■ **AUFGABENBESCHREIBUNG**
Nach welchen Kriterien könnte laut dem Text über Comparable und Comparator ein Comparator für Räume vergleichen?

■ **VORLIEGENDER TEXT**

# Unterschied Comparable und Comparator



## sh33p (23. Nov 2010)

Moin,

ich habe schon ein wenig gegooglet, finde aber irgendwie keine befriedigende Antwort für mich. 
Bei Comparable muss ich eben das Interface implementieren und die Methode compareTo überschreiben..
Haben beide Varianten die selbe Funktionalität?Wann ist es sinnvoller welche zu verwenden?


----------



## eRaaaa (23. Nov 2010)

Galileo Computing :: Java ist auch eine Insel (8. Auflage) – 12.4 Vergleichen von Objekten



> * Comparable: Implementiert eine Klasse Comparable, so können sich die Objekte selbst mit anderen Objekten vergleichen. Da die Klassen im Allgemeinen nur ein Sortierkriterium implementieren, wird hierüber eine so genannte natürliche Ordnung (engl. natural ordering) realisiert.
> 
> * Comparator: Eine implementierende Klasse, die sich Comparator nennt, nimmt zwei Objekte an und vergleicht sie. Ein Comparator für Räume könnte zum Beispiel nach der Anzahl der Personen oder auch nach der Größe in Quadratmetern vergleichen; die Implementierung von Comparable wäre nicht sinnvoll, weil hier nur ein Kriterium natürlich umgesetzt werden kann, ein Raum aber nicht die Ordnung hat.

■ **DATENAUSZUG**
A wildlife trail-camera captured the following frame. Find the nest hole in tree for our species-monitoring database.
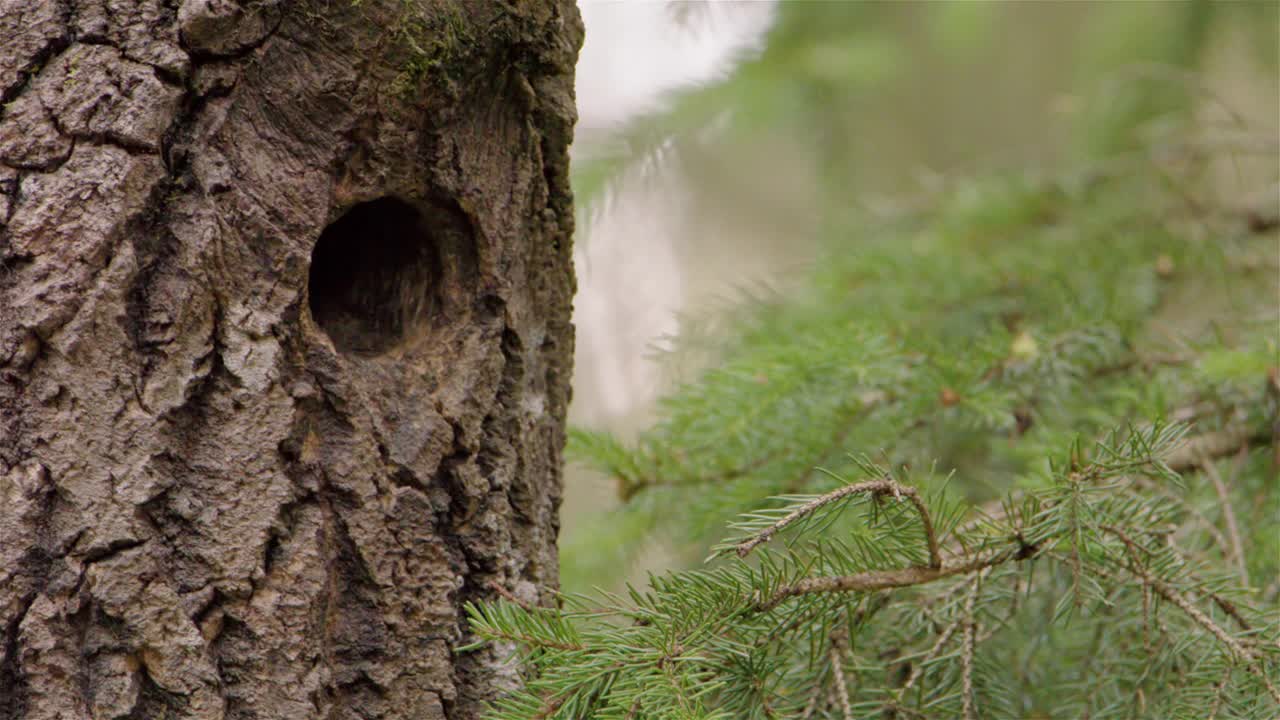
[308,197,445,355]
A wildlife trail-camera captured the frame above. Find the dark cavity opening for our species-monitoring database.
[310,197,442,355]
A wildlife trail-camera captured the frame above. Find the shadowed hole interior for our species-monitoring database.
[308,197,442,355]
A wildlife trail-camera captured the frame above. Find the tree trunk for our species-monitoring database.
[0,0,582,720]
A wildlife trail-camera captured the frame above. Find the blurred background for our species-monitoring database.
[562,0,1280,592]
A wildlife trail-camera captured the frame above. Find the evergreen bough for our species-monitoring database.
[470,146,1280,720]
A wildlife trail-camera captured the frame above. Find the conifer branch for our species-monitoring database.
[755,547,1037,612]
[960,570,986,720]
[736,478,942,570]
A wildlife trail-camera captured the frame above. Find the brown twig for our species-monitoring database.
[1102,525,1280,703]
[1199,456,1249,587]
[827,642,854,720]
[755,547,1037,612]
[736,478,942,570]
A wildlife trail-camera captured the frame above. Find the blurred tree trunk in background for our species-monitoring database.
[0,0,582,720]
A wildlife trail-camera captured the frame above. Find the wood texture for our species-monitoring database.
[0,0,582,720]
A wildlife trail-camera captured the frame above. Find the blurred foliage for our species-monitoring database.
[472,0,1280,719]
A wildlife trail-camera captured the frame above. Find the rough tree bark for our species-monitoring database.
[0,0,582,720]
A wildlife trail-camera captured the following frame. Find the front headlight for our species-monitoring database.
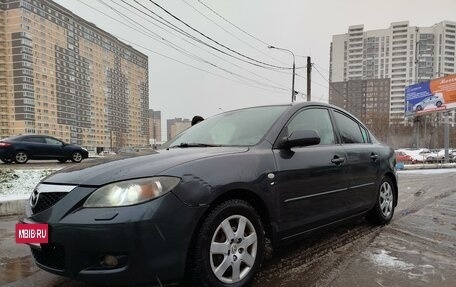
[83,176,180,207]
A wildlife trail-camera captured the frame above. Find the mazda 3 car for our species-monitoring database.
[0,134,89,164]
[21,102,398,286]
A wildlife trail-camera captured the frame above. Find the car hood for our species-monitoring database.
[42,147,248,186]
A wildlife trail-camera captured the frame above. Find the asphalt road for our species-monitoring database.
[0,158,96,169]
[0,169,456,287]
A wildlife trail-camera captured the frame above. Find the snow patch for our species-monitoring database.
[0,169,57,201]
[366,249,415,270]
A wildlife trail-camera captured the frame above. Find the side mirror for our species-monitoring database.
[280,130,320,149]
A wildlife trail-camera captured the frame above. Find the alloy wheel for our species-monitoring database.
[73,152,82,162]
[14,151,28,163]
[209,215,258,284]
[379,181,394,218]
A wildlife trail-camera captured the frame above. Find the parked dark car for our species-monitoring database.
[22,102,398,286]
[0,134,89,163]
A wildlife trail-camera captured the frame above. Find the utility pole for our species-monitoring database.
[268,46,296,103]
[307,56,312,102]
[443,111,450,163]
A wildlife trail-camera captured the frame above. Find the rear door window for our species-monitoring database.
[288,108,335,145]
[22,137,46,143]
[334,111,367,144]
[46,138,62,145]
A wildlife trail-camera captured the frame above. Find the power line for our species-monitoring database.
[121,0,291,72]
[314,65,359,111]
[146,0,291,70]
[78,0,288,91]
[198,0,271,46]
[105,0,290,91]
[182,0,285,64]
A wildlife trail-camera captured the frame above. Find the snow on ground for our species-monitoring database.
[0,169,57,201]
[398,168,456,174]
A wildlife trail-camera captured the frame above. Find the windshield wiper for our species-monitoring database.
[167,143,221,150]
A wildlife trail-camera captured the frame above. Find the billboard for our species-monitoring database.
[404,75,456,116]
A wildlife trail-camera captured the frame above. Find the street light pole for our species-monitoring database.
[268,46,296,103]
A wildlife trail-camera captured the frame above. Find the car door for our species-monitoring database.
[44,137,64,158]
[21,135,46,159]
[273,107,349,238]
[333,110,381,213]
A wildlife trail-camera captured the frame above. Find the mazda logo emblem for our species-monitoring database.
[30,189,40,208]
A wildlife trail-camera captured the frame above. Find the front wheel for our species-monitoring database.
[367,177,397,225]
[189,199,265,287]
[14,151,28,163]
[71,151,82,162]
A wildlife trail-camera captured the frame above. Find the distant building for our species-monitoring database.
[166,118,192,140]
[329,79,390,140]
[330,21,456,123]
[149,110,162,144]
[0,0,149,147]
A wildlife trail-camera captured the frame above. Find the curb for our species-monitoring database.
[0,199,28,216]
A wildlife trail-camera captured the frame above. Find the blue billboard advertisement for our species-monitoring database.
[404,75,456,117]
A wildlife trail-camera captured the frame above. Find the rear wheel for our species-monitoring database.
[71,151,82,162]
[14,151,28,163]
[367,177,397,225]
[189,199,265,287]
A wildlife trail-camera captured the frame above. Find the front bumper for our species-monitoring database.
[23,193,203,285]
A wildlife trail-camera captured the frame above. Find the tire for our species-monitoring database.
[367,177,397,225]
[13,150,29,164]
[188,199,265,287]
[71,151,82,162]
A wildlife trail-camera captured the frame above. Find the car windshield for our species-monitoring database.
[163,106,287,148]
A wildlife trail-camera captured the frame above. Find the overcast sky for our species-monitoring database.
[57,0,456,140]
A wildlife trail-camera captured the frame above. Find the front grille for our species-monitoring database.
[32,192,68,213]
[31,243,65,271]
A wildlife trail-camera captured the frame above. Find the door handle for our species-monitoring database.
[370,153,378,161]
[331,155,345,165]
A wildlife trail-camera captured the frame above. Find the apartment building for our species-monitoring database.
[329,79,390,140]
[149,109,162,145]
[330,21,456,123]
[166,118,192,140]
[0,0,149,147]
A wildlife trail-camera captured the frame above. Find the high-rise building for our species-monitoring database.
[329,79,390,141]
[0,0,149,147]
[149,109,161,145]
[166,118,192,140]
[330,21,456,123]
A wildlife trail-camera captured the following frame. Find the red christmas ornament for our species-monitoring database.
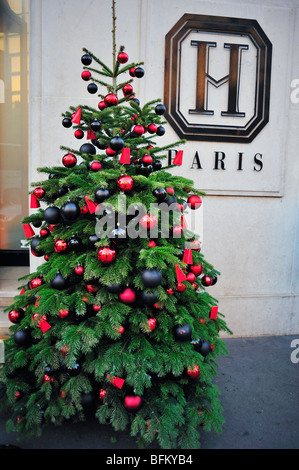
[104,93,118,107]
[119,287,136,305]
[97,247,116,264]
[81,70,91,82]
[187,364,200,379]
[58,308,70,318]
[187,194,202,210]
[117,52,129,64]
[75,264,84,276]
[54,240,68,253]
[74,129,84,139]
[190,264,203,276]
[62,153,77,168]
[122,83,133,96]
[124,395,142,411]
[33,187,45,199]
[117,175,134,193]
[139,214,158,229]
[133,124,144,135]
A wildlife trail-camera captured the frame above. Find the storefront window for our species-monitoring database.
[0,0,29,264]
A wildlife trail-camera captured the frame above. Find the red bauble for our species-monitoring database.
[97,247,116,264]
[74,129,84,139]
[190,264,203,276]
[81,70,91,82]
[58,308,70,318]
[33,187,45,199]
[119,287,136,305]
[187,194,202,210]
[122,83,133,96]
[54,240,68,253]
[104,93,118,106]
[117,175,134,193]
[89,161,102,172]
[117,52,129,64]
[176,282,187,292]
[187,273,196,283]
[147,318,157,331]
[139,214,158,229]
[8,309,24,323]
[187,364,200,379]
[62,153,77,168]
[124,395,142,411]
[133,124,144,135]
[75,264,84,276]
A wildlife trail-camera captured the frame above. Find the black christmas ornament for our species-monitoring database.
[109,135,125,152]
[87,83,98,95]
[155,104,166,116]
[141,291,159,305]
[60,202,80,221]
[141,269,162,287]
[44,206,61,225]
[173,324,192,341]
[95,188,110,203]
[79,143,97,155]
[50,271,66,290]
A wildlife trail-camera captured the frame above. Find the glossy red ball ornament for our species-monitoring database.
[8,309,25,323]
[104,93,118,107]
[176,282,187,292]
[190,264,203,276]
[124,395,142,411]
[133,124,144,135]
[119,287,136,305]
[187,364,200,379]
[117,52,129,64]
[62,153,77,168]
[117,175,134,193]
[75,264,84,276]
[122,83,133,96]
[33,187,45,199]
[89,161,102,173]
[139,214,158,229]
[74,129,84,139]
[54,240,68,253]
[97,247,116,264]
[58,308,70,318]
[81,70,91,82]
[187,194,202,210]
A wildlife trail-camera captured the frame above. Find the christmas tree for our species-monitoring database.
[1,1,230,448]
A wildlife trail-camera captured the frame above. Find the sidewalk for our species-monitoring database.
[0,334,299,450]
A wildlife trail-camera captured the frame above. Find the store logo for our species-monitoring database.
[164,14,272,143]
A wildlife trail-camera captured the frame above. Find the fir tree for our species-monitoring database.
[1,1,230,449]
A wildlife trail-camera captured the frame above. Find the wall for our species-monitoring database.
[30,0,299,336]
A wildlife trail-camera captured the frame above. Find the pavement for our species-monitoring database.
[0,334,299,455]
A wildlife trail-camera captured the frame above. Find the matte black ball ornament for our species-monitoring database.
[44,206,61,225]
[60,202,80,221]
[173,324,192,341]
[141,269,162,287]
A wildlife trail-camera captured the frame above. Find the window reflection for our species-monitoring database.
[0,0,29,250]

■ **LÖSUNG DER AUFGABE**
Nach der Anzahl der Personen oder nach der Größe in Quadratmetern.